### Data shown

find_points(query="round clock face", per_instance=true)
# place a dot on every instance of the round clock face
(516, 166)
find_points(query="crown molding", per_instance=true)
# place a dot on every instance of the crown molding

...

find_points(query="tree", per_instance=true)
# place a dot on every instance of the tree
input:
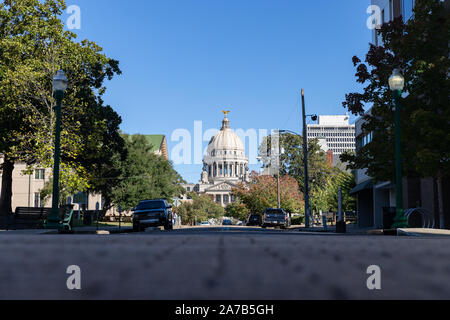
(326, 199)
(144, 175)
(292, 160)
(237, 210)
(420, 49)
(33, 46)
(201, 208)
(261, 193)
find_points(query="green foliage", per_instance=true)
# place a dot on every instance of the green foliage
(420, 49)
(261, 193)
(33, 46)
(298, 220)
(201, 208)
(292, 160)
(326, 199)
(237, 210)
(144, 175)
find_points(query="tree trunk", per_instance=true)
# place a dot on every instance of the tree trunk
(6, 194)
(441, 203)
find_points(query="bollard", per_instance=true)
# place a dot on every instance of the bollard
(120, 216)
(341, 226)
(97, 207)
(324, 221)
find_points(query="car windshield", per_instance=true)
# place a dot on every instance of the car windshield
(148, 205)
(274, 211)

* * *

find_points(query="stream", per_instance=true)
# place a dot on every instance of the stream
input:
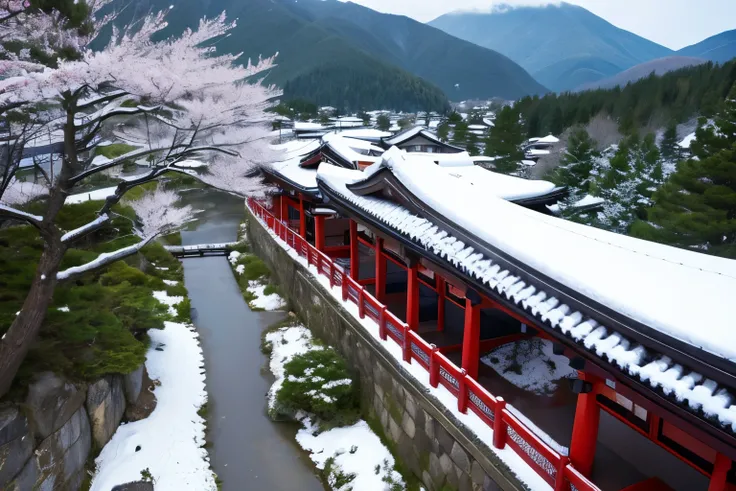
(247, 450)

### What you will do
Pick out every line of the items above that holds the word "true", and copy each one.

### Reply
find_points(query="round clock face", per_instance=true)
find_points(query="crown molding", per_instance=true)
find_points(query="tree", per_instance=true)
find_points(query="green foliage", per_instance=true)
find_points(query="tree trunk", per_instance=true)
find_points(query="bollard", per_instance=true)
find_points(query="car windshield", per_instance=true)
find_points(query="stream", per_instance=true)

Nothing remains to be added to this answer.